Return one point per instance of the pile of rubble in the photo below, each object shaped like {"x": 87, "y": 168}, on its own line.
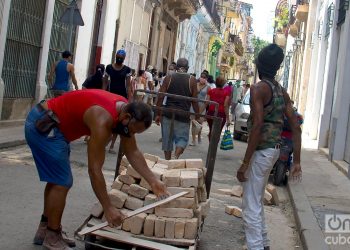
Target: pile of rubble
{"x": 178, "y": 219}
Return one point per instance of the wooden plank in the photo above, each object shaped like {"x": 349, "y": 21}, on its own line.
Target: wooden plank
{"x": 124, "y": 238}
{"x": 132, "y": 213}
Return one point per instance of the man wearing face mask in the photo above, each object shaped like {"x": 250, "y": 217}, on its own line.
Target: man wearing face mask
{"x": 50, "y": 127}
{"x": 117, "y": 78}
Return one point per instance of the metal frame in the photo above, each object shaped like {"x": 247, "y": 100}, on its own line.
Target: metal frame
{"x": 214, "y": 139}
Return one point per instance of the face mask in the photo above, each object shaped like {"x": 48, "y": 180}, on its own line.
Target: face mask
{"x": 119, "y": 60}
{"x": 122, "y": 129}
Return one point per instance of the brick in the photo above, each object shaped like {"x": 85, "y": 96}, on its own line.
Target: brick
{"x": 150, "y": 157}
{"x": 234, "y": 210}
{"x": 144, "y": 183}
{"x": 181, "y": 202}
{"x": 159, "y": 227}
{"x": 171, "y": 178}
{"x": 237, "y": 191}
{"x": 180, "y": 228}
{"x": 189, "y": 179}
{"x": 133, "y": 203}
{"x": 148, "y": 227}
{"x": 176, "y": 190}
{"x": 127, "y": 179}
{"x": 191, "y": 228}
{"x": 273, "y": 191}
{"x": 194, "y": 163}
{"x": 173, "y": 164}
{"x": 125, "y": 188}
{"x": 202, "y": 194}
{"x": 149, "y": 199}
{"x": 149, "y": 163}
{"x": 137, "y": 223}
{"x": 161, "y": 165}
{"x": 132, "y": 172}
{"x": 97, "y": 210}
{"x": 158, "y": 172}
{"x": 117, "y": 198}
{"x": 267, "y": 198}
{"x": 174, "y": 212}
{"x": 117, "y": 184}
{"x": 138, "y": 191}
{"x": 169, "y": 231}
{"x": 205, "y": 208}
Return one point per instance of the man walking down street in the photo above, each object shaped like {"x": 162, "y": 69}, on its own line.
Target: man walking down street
{"x": 51, "y": 125}
{"x": 117, "y": 80}
{"x": 269, "y": 103}
{"x": 178, "y": 83}
{"x": 62, "y": 70}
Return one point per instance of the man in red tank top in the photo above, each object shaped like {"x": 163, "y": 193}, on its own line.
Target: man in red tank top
{"x": 53, "y": 124}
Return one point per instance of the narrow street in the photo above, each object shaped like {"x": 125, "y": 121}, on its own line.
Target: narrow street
{"x": 21, "y": 195}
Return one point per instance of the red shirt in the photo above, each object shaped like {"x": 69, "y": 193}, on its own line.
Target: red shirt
{"x": 218, "y": 95}
{"x": 70, "y": 109}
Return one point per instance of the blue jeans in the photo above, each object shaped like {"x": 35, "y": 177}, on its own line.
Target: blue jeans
{"x": 50, "y": 152}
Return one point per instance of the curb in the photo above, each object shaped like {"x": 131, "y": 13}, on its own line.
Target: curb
{"x": 310, "y": 233}
{"x": 11, "y": 144}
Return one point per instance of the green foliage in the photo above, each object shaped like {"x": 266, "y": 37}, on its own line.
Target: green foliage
{"x": 282, "y": 20}
{"x": 258, "y": 45}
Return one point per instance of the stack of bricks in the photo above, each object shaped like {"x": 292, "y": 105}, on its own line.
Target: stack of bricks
{"x": 178, "y": 219}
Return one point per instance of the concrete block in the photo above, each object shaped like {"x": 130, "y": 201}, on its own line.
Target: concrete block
{"x": 133, "y": 203}
{"x": 189, "y": 178}
{"x": 137, "y": 223}
{"x": 176, "y": 164}
{"x": 149, "y": 163}
{"x": 273, "y": 191}
{"x": 171, "y": 178}
{"x": 149, "y": 199}
{"x": 96, "y": 210}
{"x": 150, "y": 157}
{"x": 169, "y": 231}
{"x": 144, "y": 183}
{"x": 174, "y": 212}
{"x": 158, "y": 172}
{"x": 181, "y": 202}
{"x": 175, "y": 190}
{"x": 191, "y": 228}
{"x": 148, "y": 227}
{"x": 180, "y": 228}
{"x": 127, "y": 179}
{"x": 117, "y": 198}
{"x": 205, "y": 208}
{"x": 138, "y": 191}
{"x": 194, "y": 163}
{"x": 117, "y": 184}
{"x": 267, "y": 198}
{"x": 159, "y": 227}
{"x": 234, "y": 210}
{"x": 133, "y": 173}
{"x": 125, "y": 188}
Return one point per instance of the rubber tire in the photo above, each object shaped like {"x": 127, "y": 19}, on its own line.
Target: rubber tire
{"x": 279, "y": 174}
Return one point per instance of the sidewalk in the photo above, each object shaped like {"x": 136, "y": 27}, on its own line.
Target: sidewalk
{"x": 323, "y": 190}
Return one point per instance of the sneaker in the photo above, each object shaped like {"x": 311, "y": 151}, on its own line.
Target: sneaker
{"x": 41, "y": 233}
{"x": 54, "y": 241}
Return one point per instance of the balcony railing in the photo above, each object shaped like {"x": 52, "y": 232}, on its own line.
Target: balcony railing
{"x": 211, "y": 7}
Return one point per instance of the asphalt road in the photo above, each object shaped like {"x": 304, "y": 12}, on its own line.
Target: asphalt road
{"x": 21, "y": 197}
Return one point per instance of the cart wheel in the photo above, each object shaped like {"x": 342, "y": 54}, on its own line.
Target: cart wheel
{"x": 279, "y": 174}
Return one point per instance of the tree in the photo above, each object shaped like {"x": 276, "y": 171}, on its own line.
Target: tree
{"x": 258, "y": 44}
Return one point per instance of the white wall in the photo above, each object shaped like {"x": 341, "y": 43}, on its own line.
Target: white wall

•••

■ YOUR GOAL ■
Could you put all of the lines above into a numbered list, skipping any blank lines and leaving the pictures out?

■ FINISHED ANSWER ■
1. Return one point per instance of the pile of rubble in the photo below, each object shaped like {"x": 87, "y": 168}, on its own line.
2. Target: pile of rubble
3. {"x": 178, "y": 219}
4. Return one point per instance of the wooden plank in the photo above, each object shaped like {"x": 349, "y": 21}, on its own line.
5. Target: wooden plank
6. {"x": 124, "y": 238}
7. {"x": 132, "y": 213}
8. Return one point per instance of the man wearing face mask in the photo above, each object shaped like {"x": 250, "y": 217}, on its own line.
9. Target: man wearing face mask
10. {"x": 50, "y": 127}
11. {"x": 117, "y": 78}
12. Return one point per instance of the metal frame in the photo above, each object shaped like {"x": 247, "y": 100}, on its own line.
13. Target: metal frame
14. {"x": 214, "y": 139}
15. Return one point per instance of the face mask in the photo above, each object shaped like {"x": 48, "y": 180}, on its own line.
16. Target: face mask
17. {"x": 119, "y": 60}
18. {"x": 122, "y": 129}
19. Return one point per instance of the brick in the photo above, each object shaped like {"x": 85, "y": 96}, on its own line.
20. Target: brick
21. {"x": 150, "y": 157}
22. {"x": 234, "y": 210}
23. {"x": 144, "y": 183}
24. {"x": 181, "y": 202}
25. {"x": 159, "y": 227}
26. {"x": 171, "y": 178}
27. {"x": 237, "y": 191}
28. {"x": 180, "y": 228}
29. {"x": 189, "y": 179}
30. {"x": 133, "y": 203}
31. {"x": 148, "y": 227}
32. {"x": 176, "y": 190}
33. {"x": 127, "y": 179}
34. {"x": 191, "y": 228}
35. {"x": 273, "y": 191}
36. {"x": 194, "y": 163}
37. {"x": 173, "y": 164}
38. {"x": 125, "y": 188}
39. {"x": 202, "y": 194}
40. {"x": 149, "y": 199}
41. {"x": 149, "y": 163}
42. {"x": 137, "y": 223}
43. {"x": 161, "y": 165}
44. {"x": 132, "y": 172}
45. {"x": 97, "y": 210}
46. {"x": 158, "y": 172}
47. {"x": 117, "y": 198}
48. {"x": 267, "y": 198}
49. {"x": 174, "y": 212}
50. {"x": 117, "y": 184}
51. {"x": 138, "y": 191}
52. {"x": 169, "y": 231}
53. {"x": 205, "y": 208}
54. Return one point per instance of the man walking down street in the photo above, each object shaped like {"x": 162, "y": 69}, on its own line.
55. Target: man walking down street
56. {"x": 51, "y": 125}
57. {"x": 117, "y": 80}
58. {"x": 269, "y": 103}
59. {"x": 178, "y": 83}
60. {"x": 62, "y": 70}
61. Return one point per instance of the man in red tank top in the photo above, each object shaped like {"x": 163, "y": 193}, on its own line.
62. Target: man in red tank top
63. {"x": 53, "y": 124}
64. Return one point per instance of the narrow street in the photo above, each object shaped like {"x": 125, "y": 121}, on its own line.
65. Target: narrow street
66. {"x": 21, "y": 195}
67. Return one point per instance of the red shirt in the photo above, each object shaped like {"x": 69, "y": 193}, on its own line.
68. Target: red shirt
69. {"x": 218, "y": 95}
70. {"x": 70, "y": 109}
71. Return one point per instance of the blue jeans in the photo above, each object shaped like {"x": 35, "y": 177}, on its own line.
72. Target: blue jeans
73. {"x": 50, "y": 152}
74. Return one point per instance of the curb in the photo above, each object shaped like {"x": 131, "y": 13}, on its own line.
75. Target: curb
76. {"x": 310, "y": 233}
77. {"x": 11, "y": 144}
78. Return one point per instance of the green foliage in the photo above, each object shaped like {"x": 266, "y": 37}, on its own line.
79. Target: green foliage
80. {"x": 282, "y": 20}
81. {"x": 258, "y": 45}
82. Return one point per instance of the stack of bricks in the photo above, each object shaped like {"x": 292, "y": 105}, on its own line.
83. Target: stack of bricks
84. {"x": 178, "y": 219}
85. Return one point per instance of the concrete block in the photo above, each object shaped like {"x": 130, "y": 201}, on its own line.
86. Target: concrete block
87. {"x": 133, "y": 203}
88. {"x": 189, "y": 178}
89. {"x": 137, "y": 223}
90. {"x": 176, "y": 164}
91. {"x": 149, "y": 163}
92. {"x": 273, "y": 191}
93. {"x": 171, "y": 178}
94. {"x": 149, "y": 199}
95. {"x": 96, "y": 210}
96. {"x": 150, "y": 157}
97. {"x": 169, "y": 231}
98. {"x": 144, "y": 183}
99. {"x": 174, "y": 212}
100. {"x": 158, "y": 172}
101. {"x": 181, "y": 202}
102. {"x": 175, "y": 190}
103. {"x": 191, "y": 228}
104. {"x": 148, "y": 227}
105. {"x": 180, "y": 228}
106. {"x": 127, "y": 179}
107. {"x": 117, "y": 198}
108. {"x": 205, "y": 208}
109. {"x": 138, "y": 191}
110. {"x": 194, "y": 163}
111. {"x": 117, "y": 184}
112. {"x": 267, "y": 198}
113. {"x": 159, "y": 227}
114. {"x": 234, "y": 210}
115. {"x": 133, "y": 173}
116. {"x": 125, "y": 188}
117. Return one point per instance of the rubber tire in the photo above, each object shaped like {"x": 127, "y": 19}, on its own line.
118. Target: rubber tire
119. {"x": 279, "y": 174}
120. Return one point per instance of the sidewalk in the photo above, each object shaped like {"x": 136, "y": 27}, on its own line.
121. Target: sidewalk
122. {"x": 323, "y": 190}
123. Return one point per instance of the sneaker in the photo above, each object shaped like {"x": 311, "y": 151}, on its own line.
124. Target: sneaker
125. {"x": 41, "y": 233}
126. {"x": 54, "y": 241}
127. Return one point per instance of the balcony railing in the photo above, each object shaped like {"x": 52, "y": 232}, on its own line.
128. Target: balcony railing
129. {"x": 211, "y": 7}
130. Return one point per instance of the asphalt road in the photo above, each object shaped like {"x": 304, "y": 12}, on its own line.
131. Target: asphalt road
132. {"x": 21, "y": 197}
133. Return one point per instance of the cart wheel in the photo above, each object shaped like {"x": 342, "y": 54}, on its own line.
134. Target: cart wheel
135. {"x": 279, "y": 174}
136. Return one point per instance of the tree in the photo above, each object shaped like {"x": 276, "y": 171}, on its own line.
137. Target: tree
138. {"x": 258, "y": 44}
139. Return one point per instance of the white wall in the photo above, each object shaped like {"x": 341, "y": 43}, on its own line.
140. Target: white wall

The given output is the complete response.